- Your objective -
Reproduce each of the records below word for word, leaving out the pictures.

- Data section -
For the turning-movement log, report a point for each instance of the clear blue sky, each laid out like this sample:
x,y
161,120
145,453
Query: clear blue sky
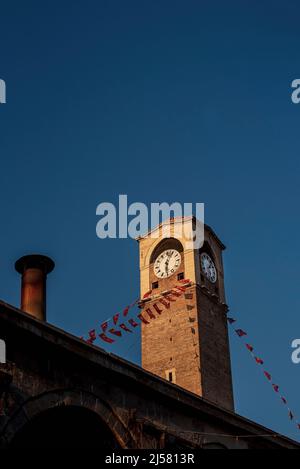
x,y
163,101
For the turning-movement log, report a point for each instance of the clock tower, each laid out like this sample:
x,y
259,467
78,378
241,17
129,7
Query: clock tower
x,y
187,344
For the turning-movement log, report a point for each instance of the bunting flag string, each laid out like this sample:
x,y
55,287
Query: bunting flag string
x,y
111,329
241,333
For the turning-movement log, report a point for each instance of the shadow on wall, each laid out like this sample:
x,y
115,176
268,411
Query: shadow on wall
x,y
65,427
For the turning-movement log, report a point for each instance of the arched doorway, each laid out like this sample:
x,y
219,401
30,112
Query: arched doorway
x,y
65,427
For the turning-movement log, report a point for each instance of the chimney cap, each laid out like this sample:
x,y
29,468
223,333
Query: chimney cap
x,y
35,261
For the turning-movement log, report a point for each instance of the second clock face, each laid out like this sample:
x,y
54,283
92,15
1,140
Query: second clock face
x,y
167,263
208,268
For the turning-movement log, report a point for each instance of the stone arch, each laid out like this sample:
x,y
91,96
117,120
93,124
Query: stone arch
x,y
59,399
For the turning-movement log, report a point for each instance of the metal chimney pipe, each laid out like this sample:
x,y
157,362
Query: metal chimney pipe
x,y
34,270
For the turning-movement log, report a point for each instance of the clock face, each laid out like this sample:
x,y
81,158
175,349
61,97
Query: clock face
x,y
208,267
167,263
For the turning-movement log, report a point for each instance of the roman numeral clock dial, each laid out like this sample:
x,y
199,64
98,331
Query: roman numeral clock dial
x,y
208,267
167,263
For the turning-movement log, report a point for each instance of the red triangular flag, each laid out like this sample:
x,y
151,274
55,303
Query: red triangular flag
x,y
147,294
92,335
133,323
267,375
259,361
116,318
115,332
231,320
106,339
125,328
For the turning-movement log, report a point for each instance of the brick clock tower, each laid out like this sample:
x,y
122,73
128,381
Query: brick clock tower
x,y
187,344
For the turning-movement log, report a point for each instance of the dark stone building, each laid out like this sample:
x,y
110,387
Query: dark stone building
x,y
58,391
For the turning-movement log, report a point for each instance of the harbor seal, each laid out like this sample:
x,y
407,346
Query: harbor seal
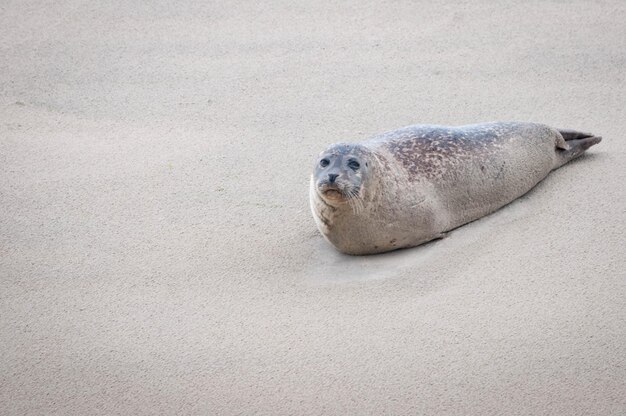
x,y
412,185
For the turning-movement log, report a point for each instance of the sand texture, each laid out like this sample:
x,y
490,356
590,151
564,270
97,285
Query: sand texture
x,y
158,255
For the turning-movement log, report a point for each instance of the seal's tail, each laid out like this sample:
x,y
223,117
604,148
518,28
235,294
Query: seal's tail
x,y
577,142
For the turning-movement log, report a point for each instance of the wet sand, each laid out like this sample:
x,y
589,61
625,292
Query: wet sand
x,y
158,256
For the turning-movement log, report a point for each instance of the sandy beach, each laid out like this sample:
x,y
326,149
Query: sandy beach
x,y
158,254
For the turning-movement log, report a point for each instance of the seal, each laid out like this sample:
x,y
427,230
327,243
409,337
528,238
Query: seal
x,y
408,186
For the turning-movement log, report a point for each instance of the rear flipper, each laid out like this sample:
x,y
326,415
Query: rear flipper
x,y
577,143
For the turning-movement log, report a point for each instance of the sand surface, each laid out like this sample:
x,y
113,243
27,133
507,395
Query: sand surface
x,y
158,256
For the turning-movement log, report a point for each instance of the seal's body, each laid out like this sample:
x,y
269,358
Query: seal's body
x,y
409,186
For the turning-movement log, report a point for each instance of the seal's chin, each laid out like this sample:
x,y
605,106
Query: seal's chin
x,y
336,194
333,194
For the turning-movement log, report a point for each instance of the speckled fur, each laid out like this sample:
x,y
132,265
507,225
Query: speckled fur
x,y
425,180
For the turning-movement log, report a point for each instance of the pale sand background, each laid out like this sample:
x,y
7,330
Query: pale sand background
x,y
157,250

- Answer to the task -
For the turning-movement log, report a point for each instance of the clear blue sky, each laid out like this sample:
x,y
161,120
145,453
Query: clear blue sky
x,y
163,101
For the turning-movement log, report a point for each instance of the clock tower, each laid out like this sample:
x,y
259,467
78,378
241,17
129,7
Query: clock tower
x,y
187,344
For the turning-movement log, report a point for each instance of the bunting flag string, each laid out like this sample:
x,y
55,287
Query: bunting flag string
x,y
111,329
241,333
For the turning-movement log, report a point for each instance of the shadow on wall, each laid out like this sample:
x,y
115,176
268,411
Query: shadow on wall
x,y
65,427
For the turning-movement log, report a point for each instance of the arched doorway, each laid out like this sample:
x,y
219,401
30,112
Query: arched doorway
x,y
65,427
For the turning-movement log, report a point for each instance of the chimney cap, each laid out like this sample:
x,y
29,468
223,333
Query: chimney cap
x,y
35,261
For the turning-movement log, report a point for each instance of the second clock face, each laid out like this sample:
x,y
54,283
92,15
1,140
Query: second clock face
x,y
167,263
208,268
For the turning-movement log, report a point for each instance of the stone arch, each laid out like this sample:
x,y
91,96
117,120
93,124
Query: stone arch
x,y
59,399
For the turning-movement log, report a point for each instance of the metal chimney pipe, each laid out like this sample:
x,y
157,362
Query: metal chimney pipe
x,y
34,270
For the turning-movement log, report a point for each instance of the clock face, each laid out like this sample:
x,y
81,158
175,349
61,97
Query: clock face
x,y
208,267
167,263
For the turning-movement log, report a point for each instance of the roman numeral clock dial, each laid out like this sample:
x,y
199,64
98,331
Query: roman numeral clock dial
x,y
208,267
167,263
For the turning-movement log, report a point for each instance of the red triangular flag, each laid out like this sample:
x,y
151,274
55,303
Query: red triangular flag
x,y
147,294
92,335
133,323
267,375
259,361
116,318
115,332
231,320
106,339
125,328
For the turning-movement log, report a point for each instance of the brick clock tower, each laid out like this sample:
x,y
122,73
128,381
Query: brick clock tower
x,y
187,344
For the turning-movement log, report a point for each instance of the dark stone building, each laid out like this sample:
x,y
110,387
Query: dark stone building
x,y
58,391
For the turning-movement log, report a point for each instance of the harbor seal, each laid out like this sample:
x,y
407,346
Query: harbor seal
x,y
412,185
For the turning-movement log, report a point for each instance of the sand texture, each laid out like this sample:
x,y
490,356
590,151
564,270
97,285
Query: sand texture
x,y
158,255
For the turning-movement log, report a point for each instance of the seal's tail, each laid out like this sample:
x,y
223,117
604,148
518,28
235,294
Query: seal's tail
x,y
577,142
For the turning-movement log, report a point for each instance of the wet sand, each laid out like this sample:
x,y
589,61
625,292
Query: wet sand
x,y
158,256
For the turning-movement log, report a point for each instance of the sandy beach, each laid out like this sample:
x,y
326,149
Query: sandy beach
x,y
158,254
For the turning-movement log, report a point for each instance of the seal, each laid out like this sample:
x,y
427,230
327,243
409,337
528,238
Query: seal
x,y
408,186
For the turning-movement log, report a point for each instance of the rear flipper, each laid out like this sample:
x,y
326,415
Query: rear flipper
x,y
577,143
For the turning-movement log, report a point for each instance of the sand surface, each laid out like this sample:
x,y
113,243
27,133
507,395
Query: sand surface
x,y
158,256
For the turning-movement log, report a point for each instance of the seal's body, each laid out like this sample:
x,y
269,358
Query: seal's body
x,y
409,186
For the turning-movement log, report a point for each instance of the seal's chin, each laid out like this sample:
x,y
605,106
Query: seal's chin
x,y
336,194
333,194
For the turning-movement log, report a point for each instance of the speckled fur, each laid out like this sample:
x,y
132,265
507,225
Query: speckled fur
x,y
425,180
For the turning-movement log, report a point for each instance of the pale sand background, each laid out like this sample:
x,y
7,330
Query: pale sand background
x,y
157,250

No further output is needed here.